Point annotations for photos
<<<<

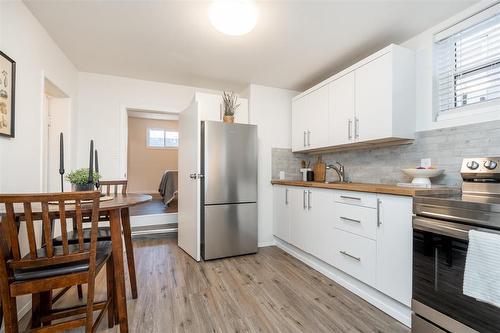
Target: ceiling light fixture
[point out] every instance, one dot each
(233, 17)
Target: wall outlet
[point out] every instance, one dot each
(425, 163)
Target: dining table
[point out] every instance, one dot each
(116, 207)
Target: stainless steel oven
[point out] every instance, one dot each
(441, 227)
(439, 253)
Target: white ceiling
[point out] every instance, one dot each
(294, 45)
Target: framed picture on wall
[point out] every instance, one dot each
(7, 95)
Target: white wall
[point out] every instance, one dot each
(423, 44)
(24, 40)
(270, 109)
(102, 114)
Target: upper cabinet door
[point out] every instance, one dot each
(317, 118)
(342, 107)
(299, 126)
(374, 92)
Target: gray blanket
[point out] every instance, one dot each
(168, 186)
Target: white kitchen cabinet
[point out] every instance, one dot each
(282, 213)
(321, 219)
(317, 120)
(341, 110)
(300, 227)
(299, 124)
(394, 247)
(370, 102)
(385, 90)
(355, 255)
(310, 121)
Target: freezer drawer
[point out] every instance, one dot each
(229, 230)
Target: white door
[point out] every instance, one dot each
(394, 247)
(374, 99)
(317, 118)
(341, 115)
(189, 181)
(282, 213)
(299, 119)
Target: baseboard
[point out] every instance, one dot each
(268, 243)
(393, 308)
(153, 219)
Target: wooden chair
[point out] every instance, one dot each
(111, 187)
(52, 267)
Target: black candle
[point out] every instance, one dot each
(61, 154)
(91, 163)
(96, 162)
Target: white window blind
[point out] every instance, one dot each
(160, 138)
(468, 65)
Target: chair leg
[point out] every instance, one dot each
(80, 291)
(129, 248)
(89, 320)
(10, 314)
(110, 288)
(45, 305)
(35, 311)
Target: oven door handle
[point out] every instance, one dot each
(442, 227)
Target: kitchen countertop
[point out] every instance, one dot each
(371, 188)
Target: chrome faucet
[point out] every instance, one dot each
(339, 169)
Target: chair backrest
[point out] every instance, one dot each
(110, 187)
(45, 207)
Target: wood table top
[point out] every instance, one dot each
(371, 188)
(119, 201)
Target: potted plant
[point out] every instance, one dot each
(229, 101)
(79, 179)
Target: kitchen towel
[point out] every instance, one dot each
(482, 267)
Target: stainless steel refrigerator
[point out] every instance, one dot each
(229, 189)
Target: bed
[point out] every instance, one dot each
(168, 186)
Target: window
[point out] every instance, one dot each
(161, 138)
(467, 63)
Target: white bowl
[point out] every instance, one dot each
(421, 176)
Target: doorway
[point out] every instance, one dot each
(152, 164)
(56, 119)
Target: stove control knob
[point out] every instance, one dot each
(473, 165)
(490, 165)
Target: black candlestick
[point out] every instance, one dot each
(61, 160)
(97, 169)
(91, 163)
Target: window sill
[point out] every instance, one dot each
(484, 110)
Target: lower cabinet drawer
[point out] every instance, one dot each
(358, 220)
(355, 255)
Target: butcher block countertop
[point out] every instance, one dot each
(371, 188)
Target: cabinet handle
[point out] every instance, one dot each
(379, 203)
(348, 197)
(349, 219)
(350, 255)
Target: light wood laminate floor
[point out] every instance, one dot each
(267, 292)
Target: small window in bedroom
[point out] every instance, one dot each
(467, 63)
(161, 138)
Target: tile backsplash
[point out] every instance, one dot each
(446, 147)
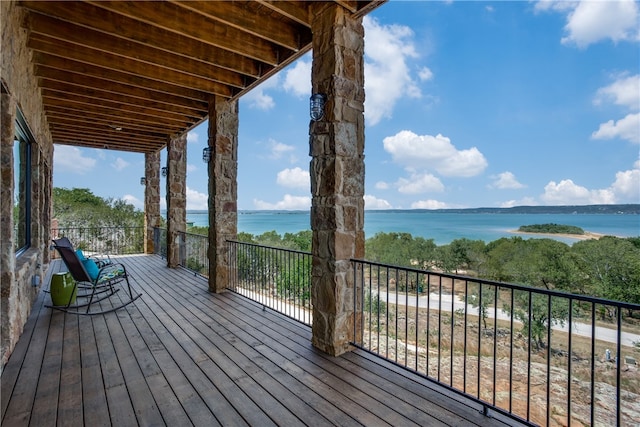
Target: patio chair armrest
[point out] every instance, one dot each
(110, 272)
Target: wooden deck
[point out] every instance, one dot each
(182, 356)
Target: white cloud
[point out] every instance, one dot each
(387, 77)
(297, 79)
(425, 74)
(505, 181)
(566, 192)
(289, 202)
(526, 201)
(423, 183)
(197, 200)
(294, 178)
(132, 200)
(625, 91)
(418, 152)
(627, 185)
(555, 5)
(119, 164)
(589, 22)
(372, 202)
(192, 137)
(257, 97)
(278, 149)
(71, 159)
(429, 204)
(627, 128)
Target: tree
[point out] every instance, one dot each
(608, 267)
(400, 249)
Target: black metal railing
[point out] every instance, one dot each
(276, 278)
(193, 253)
(104, 240)
(539, 356)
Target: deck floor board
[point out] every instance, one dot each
(182, 356)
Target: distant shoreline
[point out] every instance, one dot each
(586, 236)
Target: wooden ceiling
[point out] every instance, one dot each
(127, 75)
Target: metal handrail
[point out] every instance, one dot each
(104, 240)
(498, 343)
(276, 278)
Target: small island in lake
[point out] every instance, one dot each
(557, 230)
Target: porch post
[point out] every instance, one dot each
(151, 199)
(7, 239)
(337, 173)
(176, 198)
(223, 188)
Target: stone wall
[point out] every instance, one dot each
(336, 146)
(223, 188)
(151, 199)
(176, 198)
(19, 90)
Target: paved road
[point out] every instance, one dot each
(580, 329)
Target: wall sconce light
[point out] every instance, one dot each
(206, 154)
(316, 106)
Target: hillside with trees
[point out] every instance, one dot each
(96, 224)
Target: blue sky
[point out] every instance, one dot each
(469, 104)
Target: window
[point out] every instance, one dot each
(22, 142)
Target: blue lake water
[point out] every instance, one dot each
(439, 226)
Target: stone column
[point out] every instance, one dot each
(337, 174)
(176, 198)
(7, 241)
(151, 199)
(223, 188)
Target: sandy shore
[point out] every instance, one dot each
(587, 235)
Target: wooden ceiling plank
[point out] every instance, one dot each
(107, 22)
(122, 113)
(297, 10)
(108, 120)
(67, 124)
(89, 104)
(48, 86)
(119, 83)
(127, 66)
(82, 36)
(169, 17)
(242, 16)
(55, 117)
(143, 148)
(82, 121)
(105, 136)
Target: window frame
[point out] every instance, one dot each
(22, 135)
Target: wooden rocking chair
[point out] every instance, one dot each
(96, 283)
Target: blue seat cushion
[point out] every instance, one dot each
(91, 267)
(80, 255)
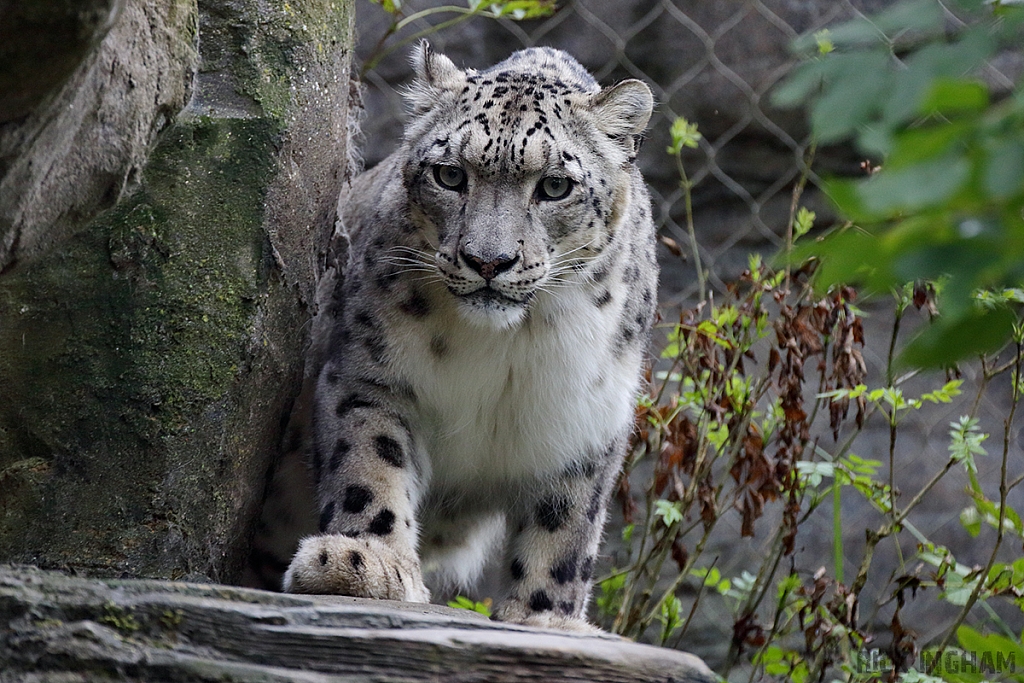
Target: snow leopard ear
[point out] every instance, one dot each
(435, 74)
(624, 109)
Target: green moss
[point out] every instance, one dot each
(192, 245)
(120, 619)
(293, 33)
(140, 401)
(171, 620)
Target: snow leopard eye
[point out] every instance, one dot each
(450, 177)
(554, 187)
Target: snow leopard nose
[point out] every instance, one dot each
(489, 269)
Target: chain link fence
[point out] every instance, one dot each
(715, 63)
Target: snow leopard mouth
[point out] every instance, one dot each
(487, 297)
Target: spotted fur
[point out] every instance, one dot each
(483, 346)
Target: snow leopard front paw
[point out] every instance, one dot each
(332, 564)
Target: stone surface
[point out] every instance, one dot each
(68, 629)
(146, 359)
(85, 86)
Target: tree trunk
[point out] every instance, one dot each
(76, 630)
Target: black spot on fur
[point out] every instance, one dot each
(355, 559)
(327, 516)
(350, 403)
(376, 347)
(364, 318)
(383, 523)
(553, 512)
(587, 568)
(389, 451)
(340, 451)
(438, 347)
(356, 499)
(540, 601)
(564, 571)
(516, 570)
(595, 504)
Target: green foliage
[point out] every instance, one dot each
(462, 602)
(947, 204)
(728, 428)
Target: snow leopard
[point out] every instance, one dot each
(482, 345)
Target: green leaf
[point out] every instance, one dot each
(949, 96)
(1004, 174)
(971, 520)
(839, 111)
(684, 134)
(914, 187)
(949, 340)
(670, 511)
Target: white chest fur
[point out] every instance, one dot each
(502, 404)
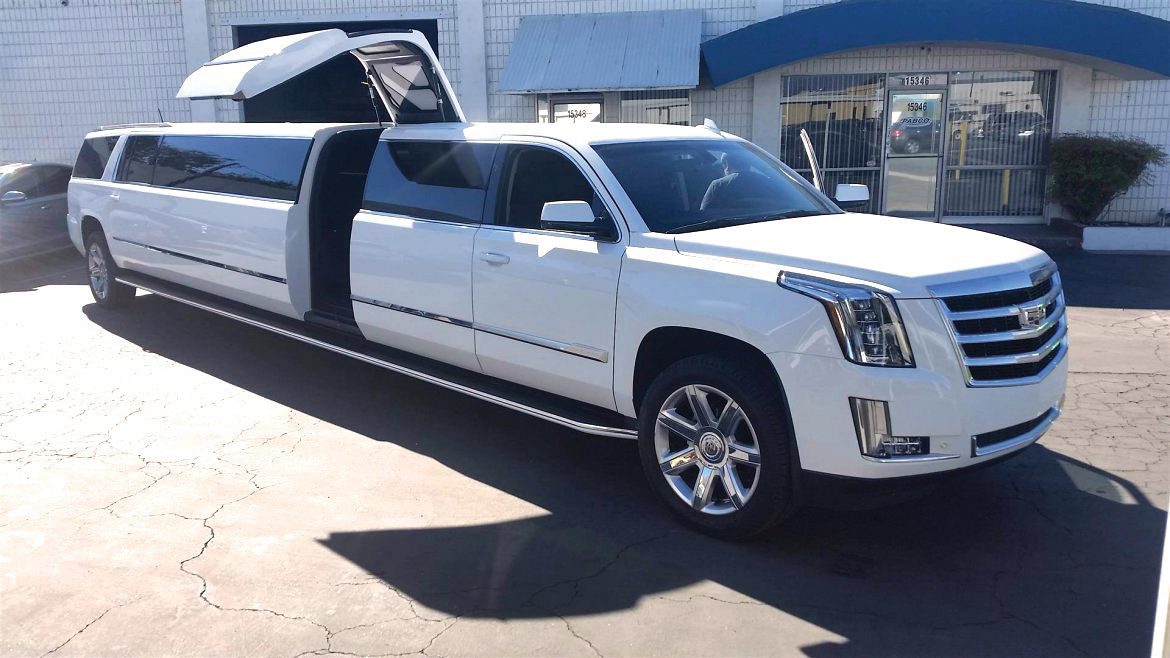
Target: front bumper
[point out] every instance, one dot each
(967, 425)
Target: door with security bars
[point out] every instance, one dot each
(914, 145)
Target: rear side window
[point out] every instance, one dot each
(440, 180)
(268, 168)
(535, 176)
(94, 153)
(137, 163)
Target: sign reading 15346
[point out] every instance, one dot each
(915, 81)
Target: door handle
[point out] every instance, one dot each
(494, 258)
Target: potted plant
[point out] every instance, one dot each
(1089, 172)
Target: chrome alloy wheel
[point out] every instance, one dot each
(707, 450)
(98, 274)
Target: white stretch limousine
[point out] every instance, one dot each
(676, 286)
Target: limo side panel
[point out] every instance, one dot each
(233, 247)
(412, 244)
(210, 212)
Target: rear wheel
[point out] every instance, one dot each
(107, 290)
(715, 445)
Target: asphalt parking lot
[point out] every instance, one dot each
(172, 482)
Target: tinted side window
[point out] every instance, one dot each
(137, 163)
(94, 153)
(252, 166)
(536, 176)
(441, 180)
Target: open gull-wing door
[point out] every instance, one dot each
(400, 67)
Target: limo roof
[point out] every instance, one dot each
(571, 134)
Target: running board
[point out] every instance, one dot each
(555, 409)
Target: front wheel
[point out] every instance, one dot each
(107, 290)
(714, 443)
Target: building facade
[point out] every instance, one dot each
(945, 121)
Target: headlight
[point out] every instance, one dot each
(866, 321)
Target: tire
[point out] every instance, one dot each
(668, 430)
(107, 292)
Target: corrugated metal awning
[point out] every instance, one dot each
(604, 52)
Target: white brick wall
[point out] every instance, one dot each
(1130, 108)
(729, 105)
(1136, 109)
(68, 69)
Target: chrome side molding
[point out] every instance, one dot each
(585, 427)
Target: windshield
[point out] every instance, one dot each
(695, 184)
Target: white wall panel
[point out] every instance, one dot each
(67, 69)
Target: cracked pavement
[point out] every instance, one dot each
(174, 484)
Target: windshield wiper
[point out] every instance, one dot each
(724, 221)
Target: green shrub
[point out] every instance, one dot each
(1089, 171)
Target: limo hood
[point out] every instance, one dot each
(904, 255)
(400, 66)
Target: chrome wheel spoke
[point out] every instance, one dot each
(670, 419)
(743, 453)
(679, 461)
(718, 468)
(703, 485)
(729, 418)
(701, 406)
(736, 493)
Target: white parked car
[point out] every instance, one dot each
(676, 286)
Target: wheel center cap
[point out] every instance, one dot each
(711, 446)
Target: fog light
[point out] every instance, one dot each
(871, 418)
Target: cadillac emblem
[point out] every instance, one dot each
(1032, 316)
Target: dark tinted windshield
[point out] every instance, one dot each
(690, 185)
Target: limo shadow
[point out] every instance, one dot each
(1040, 555)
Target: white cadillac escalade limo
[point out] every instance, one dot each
(676, 286)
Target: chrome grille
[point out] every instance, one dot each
(1009, 330)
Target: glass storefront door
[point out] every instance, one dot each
(951, 146)
(914, 148)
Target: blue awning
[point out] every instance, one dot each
(1116, 41)
(604, 52)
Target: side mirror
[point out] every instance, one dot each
(573, 214)
(851, 196)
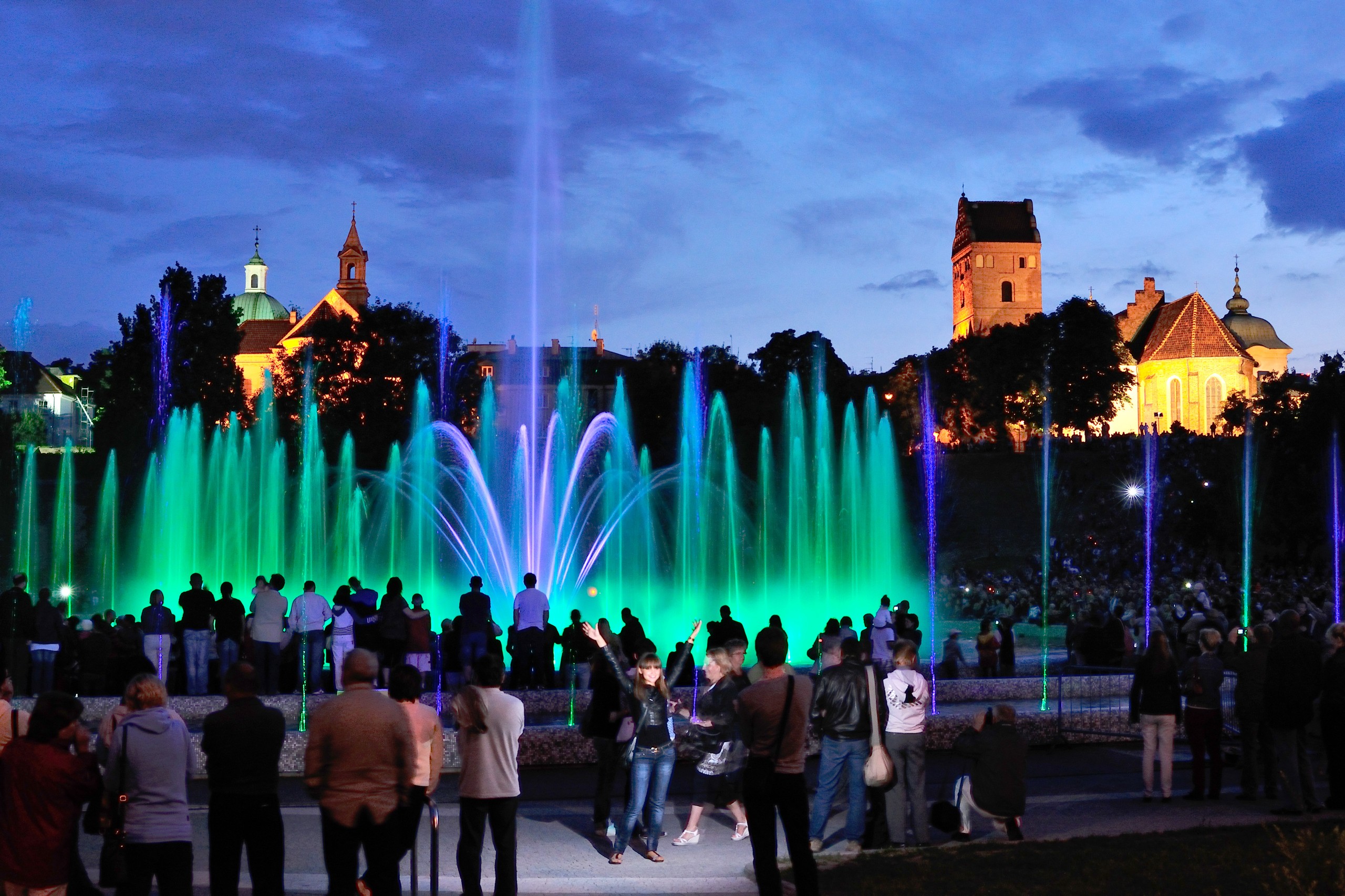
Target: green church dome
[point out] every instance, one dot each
(258, 306)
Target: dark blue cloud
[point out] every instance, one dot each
(401, 92)
(907, 282)
(1158, 113)
(1300, 163)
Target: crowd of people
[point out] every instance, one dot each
(374, 751)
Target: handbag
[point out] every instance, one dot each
(112, 860)
(765, 765)
(877, 770)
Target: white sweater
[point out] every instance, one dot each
(908, 699)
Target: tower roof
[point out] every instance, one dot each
(1248, 329)
(995, 222)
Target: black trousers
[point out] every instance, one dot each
(340, 855)
(1333, 732)
(608, 763)
(764, 794)
(252, 821)
(503, 820)
(170, 864)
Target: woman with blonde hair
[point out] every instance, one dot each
(717, 775)
(651, 748)
(150, 760)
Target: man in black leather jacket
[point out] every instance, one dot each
(841, 716)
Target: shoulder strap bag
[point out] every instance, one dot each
(112, 860)
(767, 763)
(877, 770)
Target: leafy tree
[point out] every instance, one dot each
(364, 377)
(202, 372)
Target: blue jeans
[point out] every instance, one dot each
(227, 650)
(472, 646)
(315, 645)
(195, 648)
(841, 756)
(44, 670)
(651, 768)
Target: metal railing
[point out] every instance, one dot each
(1095, 700)
(433, 852)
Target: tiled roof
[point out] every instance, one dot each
(261, 337)
(1191, 329)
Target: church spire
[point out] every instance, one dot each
(1236, 305)
(353, 257)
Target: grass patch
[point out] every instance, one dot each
(1270, 860)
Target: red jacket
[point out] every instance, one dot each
(42, 787)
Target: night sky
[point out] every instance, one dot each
(728, 169)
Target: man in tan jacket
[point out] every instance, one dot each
(359, 762)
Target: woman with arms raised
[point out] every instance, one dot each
(653, 753)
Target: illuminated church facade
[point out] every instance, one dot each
(1185, 358)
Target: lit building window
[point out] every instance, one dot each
(1214, 399)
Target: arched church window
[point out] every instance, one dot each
(1214, 400)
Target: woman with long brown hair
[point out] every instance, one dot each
(651, 748)
(1156, 707)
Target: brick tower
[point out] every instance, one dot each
(996, 265)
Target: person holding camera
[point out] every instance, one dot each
(997, 786)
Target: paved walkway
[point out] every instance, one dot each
(1072, 791)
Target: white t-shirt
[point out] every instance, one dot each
(530, 605)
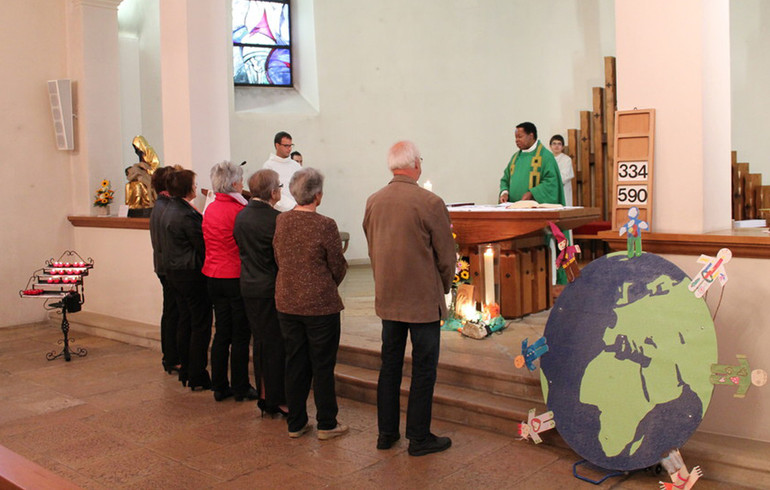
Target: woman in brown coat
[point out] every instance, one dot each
(308, 251)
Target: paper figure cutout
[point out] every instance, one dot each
(740, 376)
(464, 304)
(566, 259)
(475, 330)
(714, 268)
(530, 353)
(536, 425)
(451, 324)
(633, 229)
(496, 324)
(681, 478)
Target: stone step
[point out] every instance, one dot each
(464, 405)
(475, 396)
(525, 386)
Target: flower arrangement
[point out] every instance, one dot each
(461, 310)
(104, 194)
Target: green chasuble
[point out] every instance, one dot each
(535, 171)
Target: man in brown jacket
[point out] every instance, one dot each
(413, 260)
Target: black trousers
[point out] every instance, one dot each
(311, 353)
(269, 352)
(194, 329)
(169, 320)
(426, 341)
(231, 337)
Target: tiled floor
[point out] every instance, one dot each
(114, 419)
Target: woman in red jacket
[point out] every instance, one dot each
(222, 267)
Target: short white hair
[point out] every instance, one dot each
(305, 184)
(223, 175)
(403, 154)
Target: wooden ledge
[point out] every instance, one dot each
(110, 222)
(18, 472)
(751, 244)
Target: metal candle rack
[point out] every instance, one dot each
(60, 284)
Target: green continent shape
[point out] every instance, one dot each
(671, 328)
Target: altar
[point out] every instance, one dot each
(524, 262)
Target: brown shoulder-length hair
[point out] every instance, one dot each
(180, 184)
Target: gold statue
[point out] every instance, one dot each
(139, 191)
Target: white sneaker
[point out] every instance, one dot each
(325, 435)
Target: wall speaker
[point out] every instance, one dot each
(60, 96)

>>>>

WHAT YOU ARE ASKED TO DO - Give again only the lines starting at the one that contains "Target: woman in brown coat" and running to the end of the data.

SOLVED EXERCISE -
Target: woman in brown coat
[point out] every instance, one dot each
(308, 251)
Target: paper figure cutout
[point out] every instance, one dot each
(740, 376)
(464, 304)
(566, 259)
(475, 330)
(714, 268)
(530, 353)
(536, 425)
(451, 324)
(633, 229)
(496, 324)
(681, 478)
Target: stone step
[point out] every instance, one dot each
(464, 405)
(475, 396)
(525, 386)
Target: flower arrangement
[point out] every instance, one dot each
(461, 310)
(104, 194)
Target: green chasuble
[point out] every instance, one dot each
(535, 171)
Target: man in brown jacket
[point out] every instance, one dot each
(413, 260)
Target: black trousers
[point out] every instance, one dot each
(311, 353)
(269, 352)
(194, 329)
(169, 320)
(426, 341)
(231, 337)
Target: tiled floor
[point out] every instance, one dot each
(114, 419)
Target: woman in red jacket
[point out] every instance, one dot each
(222, 267)
Target: short white hair
[point out] every instance, one dot each
(305, 184)
(223, 175)
(403, 154)
Target: wooden ledge
[point out] every instance, one dot each
(110, 222)
(18, 472)
(751, 244)
Target: metal candle rack
[point out] every instance, one dot each
(60, 284)
Target: green continent shape
[point out] every instance, one dot each
(671, 328)
Target: altar
[point out] every instance, one dot each
(524, 262)
Target: brown shoulder-length hair
[point out] every instance, one dot each
(180, 184)
Target: gold statue
[point out] every instance, one dot each
(139, 191)
Target: white sneaker
[point out] every instance, one dot each
(325, 435)
Target: wall speaker
[point out] every instance, one dot each
(60, 96)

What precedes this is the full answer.